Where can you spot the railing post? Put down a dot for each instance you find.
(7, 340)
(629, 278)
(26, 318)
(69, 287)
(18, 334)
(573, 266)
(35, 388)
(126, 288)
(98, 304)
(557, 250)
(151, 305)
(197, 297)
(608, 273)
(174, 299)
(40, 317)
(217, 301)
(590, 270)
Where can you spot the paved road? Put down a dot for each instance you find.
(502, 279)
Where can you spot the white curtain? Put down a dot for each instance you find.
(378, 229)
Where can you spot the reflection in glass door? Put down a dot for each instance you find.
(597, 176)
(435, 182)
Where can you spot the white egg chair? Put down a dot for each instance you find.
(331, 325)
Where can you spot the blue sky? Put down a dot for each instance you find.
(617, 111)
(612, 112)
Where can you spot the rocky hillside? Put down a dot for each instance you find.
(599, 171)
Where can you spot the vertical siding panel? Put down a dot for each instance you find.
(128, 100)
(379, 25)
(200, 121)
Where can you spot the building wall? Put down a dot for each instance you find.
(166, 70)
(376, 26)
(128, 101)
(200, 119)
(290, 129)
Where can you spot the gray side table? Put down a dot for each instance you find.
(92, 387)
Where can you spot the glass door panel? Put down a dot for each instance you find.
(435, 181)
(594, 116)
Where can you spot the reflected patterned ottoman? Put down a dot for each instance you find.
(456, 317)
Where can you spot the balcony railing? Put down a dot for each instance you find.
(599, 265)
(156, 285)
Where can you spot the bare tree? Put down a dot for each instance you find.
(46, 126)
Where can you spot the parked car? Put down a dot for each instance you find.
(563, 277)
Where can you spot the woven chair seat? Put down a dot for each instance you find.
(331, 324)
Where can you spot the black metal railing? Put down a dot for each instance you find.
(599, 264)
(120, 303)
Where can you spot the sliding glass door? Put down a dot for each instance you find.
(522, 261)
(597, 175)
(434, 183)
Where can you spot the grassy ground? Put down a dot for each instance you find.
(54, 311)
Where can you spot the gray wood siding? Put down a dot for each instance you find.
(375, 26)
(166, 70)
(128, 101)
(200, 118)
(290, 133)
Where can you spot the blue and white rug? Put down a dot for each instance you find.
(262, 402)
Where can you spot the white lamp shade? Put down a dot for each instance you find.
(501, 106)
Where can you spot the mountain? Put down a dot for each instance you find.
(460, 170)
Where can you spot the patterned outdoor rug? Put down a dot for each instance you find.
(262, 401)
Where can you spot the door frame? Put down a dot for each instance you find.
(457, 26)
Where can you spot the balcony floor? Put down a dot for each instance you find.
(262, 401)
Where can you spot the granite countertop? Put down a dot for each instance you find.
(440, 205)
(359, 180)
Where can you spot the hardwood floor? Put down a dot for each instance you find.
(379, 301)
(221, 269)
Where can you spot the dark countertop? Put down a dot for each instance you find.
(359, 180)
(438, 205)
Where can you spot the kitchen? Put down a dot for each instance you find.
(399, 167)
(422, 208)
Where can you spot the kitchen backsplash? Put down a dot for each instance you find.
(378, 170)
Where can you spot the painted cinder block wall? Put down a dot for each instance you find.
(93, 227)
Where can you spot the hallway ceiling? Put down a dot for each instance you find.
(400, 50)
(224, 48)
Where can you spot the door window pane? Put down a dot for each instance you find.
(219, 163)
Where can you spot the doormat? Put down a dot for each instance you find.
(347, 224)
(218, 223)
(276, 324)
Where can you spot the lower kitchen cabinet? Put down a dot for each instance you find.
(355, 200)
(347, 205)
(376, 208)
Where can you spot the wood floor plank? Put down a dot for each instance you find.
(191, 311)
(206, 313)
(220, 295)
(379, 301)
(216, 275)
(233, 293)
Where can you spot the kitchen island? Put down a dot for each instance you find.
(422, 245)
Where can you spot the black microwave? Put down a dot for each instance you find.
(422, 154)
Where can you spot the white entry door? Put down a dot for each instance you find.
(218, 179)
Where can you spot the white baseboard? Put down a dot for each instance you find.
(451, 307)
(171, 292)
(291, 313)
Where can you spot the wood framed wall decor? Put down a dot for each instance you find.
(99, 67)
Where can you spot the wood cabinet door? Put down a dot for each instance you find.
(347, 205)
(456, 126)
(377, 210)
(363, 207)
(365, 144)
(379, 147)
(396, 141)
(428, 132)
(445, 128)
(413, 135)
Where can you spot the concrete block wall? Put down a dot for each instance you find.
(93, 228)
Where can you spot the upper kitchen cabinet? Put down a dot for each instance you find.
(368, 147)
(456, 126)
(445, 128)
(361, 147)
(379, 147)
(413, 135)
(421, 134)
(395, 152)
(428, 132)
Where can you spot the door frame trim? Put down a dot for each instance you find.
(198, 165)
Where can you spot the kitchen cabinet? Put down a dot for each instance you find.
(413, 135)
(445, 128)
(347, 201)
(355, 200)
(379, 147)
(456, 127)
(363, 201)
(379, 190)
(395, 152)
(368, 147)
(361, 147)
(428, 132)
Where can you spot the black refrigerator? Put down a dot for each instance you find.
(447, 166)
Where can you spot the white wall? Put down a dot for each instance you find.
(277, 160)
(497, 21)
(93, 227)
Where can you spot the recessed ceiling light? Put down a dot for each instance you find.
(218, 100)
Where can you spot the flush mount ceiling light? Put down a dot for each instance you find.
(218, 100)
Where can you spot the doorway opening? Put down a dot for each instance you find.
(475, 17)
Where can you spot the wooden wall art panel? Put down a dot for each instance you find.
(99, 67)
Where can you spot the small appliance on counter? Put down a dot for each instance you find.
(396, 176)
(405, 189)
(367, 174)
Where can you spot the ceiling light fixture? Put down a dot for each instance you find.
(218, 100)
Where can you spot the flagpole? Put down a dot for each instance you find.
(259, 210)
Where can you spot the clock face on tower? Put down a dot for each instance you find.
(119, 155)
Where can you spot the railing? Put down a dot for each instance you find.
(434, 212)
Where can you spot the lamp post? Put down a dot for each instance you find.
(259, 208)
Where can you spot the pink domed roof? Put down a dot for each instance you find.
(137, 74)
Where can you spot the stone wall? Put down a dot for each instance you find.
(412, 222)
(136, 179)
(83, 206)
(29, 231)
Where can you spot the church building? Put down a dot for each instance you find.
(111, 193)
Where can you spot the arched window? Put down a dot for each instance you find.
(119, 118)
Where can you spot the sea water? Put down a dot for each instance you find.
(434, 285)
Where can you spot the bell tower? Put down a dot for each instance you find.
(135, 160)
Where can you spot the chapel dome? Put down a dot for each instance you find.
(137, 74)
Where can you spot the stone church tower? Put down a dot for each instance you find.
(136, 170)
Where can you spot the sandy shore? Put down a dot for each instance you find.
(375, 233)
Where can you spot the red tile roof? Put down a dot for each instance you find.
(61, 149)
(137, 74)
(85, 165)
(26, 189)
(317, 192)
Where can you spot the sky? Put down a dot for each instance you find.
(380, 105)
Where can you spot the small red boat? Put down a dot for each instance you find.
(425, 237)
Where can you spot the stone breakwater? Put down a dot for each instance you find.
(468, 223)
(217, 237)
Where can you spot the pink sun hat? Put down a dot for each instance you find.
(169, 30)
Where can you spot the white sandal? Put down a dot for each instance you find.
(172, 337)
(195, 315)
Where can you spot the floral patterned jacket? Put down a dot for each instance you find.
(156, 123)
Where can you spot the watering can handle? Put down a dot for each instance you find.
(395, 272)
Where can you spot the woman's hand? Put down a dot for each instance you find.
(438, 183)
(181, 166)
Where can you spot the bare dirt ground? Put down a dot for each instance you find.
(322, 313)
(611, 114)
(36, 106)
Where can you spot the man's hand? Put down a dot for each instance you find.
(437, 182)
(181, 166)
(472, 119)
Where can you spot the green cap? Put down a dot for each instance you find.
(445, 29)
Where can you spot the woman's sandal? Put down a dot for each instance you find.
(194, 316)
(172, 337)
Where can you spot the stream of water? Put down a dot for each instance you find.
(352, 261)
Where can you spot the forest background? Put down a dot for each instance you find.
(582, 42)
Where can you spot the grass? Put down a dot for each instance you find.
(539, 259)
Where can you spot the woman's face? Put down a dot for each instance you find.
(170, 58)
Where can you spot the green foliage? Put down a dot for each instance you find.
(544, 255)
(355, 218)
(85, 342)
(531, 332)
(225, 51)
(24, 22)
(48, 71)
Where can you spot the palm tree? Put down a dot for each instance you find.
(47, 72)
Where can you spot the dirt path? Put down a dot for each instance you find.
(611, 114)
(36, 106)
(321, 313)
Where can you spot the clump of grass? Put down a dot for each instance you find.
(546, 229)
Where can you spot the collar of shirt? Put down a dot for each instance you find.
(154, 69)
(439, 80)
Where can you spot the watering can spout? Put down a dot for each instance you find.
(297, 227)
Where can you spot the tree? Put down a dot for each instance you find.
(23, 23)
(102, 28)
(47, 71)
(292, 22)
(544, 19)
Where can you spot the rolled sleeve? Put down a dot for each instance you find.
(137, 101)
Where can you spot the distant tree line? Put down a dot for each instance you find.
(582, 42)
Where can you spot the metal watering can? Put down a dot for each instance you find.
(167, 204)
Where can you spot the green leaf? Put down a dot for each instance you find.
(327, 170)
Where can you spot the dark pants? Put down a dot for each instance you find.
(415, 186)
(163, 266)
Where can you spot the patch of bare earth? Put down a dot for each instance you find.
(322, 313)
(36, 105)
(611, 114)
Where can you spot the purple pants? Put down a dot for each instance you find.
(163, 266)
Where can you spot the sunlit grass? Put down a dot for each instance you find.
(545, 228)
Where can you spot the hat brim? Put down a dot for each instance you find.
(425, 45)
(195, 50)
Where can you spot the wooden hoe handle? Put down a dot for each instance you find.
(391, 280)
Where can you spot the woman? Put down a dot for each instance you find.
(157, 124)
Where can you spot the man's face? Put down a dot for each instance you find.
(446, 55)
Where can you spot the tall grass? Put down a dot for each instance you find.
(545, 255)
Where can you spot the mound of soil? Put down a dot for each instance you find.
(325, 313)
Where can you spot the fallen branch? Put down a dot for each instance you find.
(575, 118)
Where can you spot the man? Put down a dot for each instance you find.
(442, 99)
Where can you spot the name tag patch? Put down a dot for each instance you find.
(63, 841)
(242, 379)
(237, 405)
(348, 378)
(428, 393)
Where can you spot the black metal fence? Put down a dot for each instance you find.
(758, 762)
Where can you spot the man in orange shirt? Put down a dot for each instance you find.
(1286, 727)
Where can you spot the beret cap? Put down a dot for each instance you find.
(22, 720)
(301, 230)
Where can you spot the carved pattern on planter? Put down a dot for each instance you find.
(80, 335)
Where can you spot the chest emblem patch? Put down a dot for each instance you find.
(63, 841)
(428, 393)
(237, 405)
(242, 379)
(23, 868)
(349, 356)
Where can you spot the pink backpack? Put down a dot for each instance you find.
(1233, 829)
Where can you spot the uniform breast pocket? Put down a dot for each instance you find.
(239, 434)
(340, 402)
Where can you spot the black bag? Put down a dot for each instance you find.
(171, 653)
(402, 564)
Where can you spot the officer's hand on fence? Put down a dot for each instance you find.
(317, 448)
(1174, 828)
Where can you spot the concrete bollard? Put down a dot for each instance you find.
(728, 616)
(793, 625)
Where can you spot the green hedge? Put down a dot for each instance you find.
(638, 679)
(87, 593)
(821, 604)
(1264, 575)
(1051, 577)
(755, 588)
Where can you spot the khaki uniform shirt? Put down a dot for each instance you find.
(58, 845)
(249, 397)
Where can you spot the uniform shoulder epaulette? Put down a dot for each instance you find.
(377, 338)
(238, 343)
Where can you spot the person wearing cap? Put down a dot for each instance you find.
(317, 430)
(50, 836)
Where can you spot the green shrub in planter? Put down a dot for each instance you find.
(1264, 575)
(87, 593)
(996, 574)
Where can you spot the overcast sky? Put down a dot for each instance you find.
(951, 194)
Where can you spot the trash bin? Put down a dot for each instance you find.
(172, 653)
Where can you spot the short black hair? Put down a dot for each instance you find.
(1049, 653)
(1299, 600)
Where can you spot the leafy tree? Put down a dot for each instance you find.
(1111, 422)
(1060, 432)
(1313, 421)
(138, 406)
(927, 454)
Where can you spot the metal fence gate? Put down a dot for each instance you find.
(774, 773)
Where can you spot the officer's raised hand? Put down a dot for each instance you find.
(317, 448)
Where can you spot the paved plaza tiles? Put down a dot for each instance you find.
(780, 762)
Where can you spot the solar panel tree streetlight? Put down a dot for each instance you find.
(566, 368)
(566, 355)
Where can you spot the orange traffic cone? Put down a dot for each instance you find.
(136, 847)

WORK TO DO | Copy the data above word for word, starting at the line that contains "Where can you spot the solar" and ending with the last line of the data.

ANSWER TO THE EXERCISE |
Where can you spot the solar panel tree streetlight? Put down a dot for each instance you find.
(566, 368)
(566, 355)
Where can you spot the orange traffic cone? Put down a dot for each instance you find.
(136, 847)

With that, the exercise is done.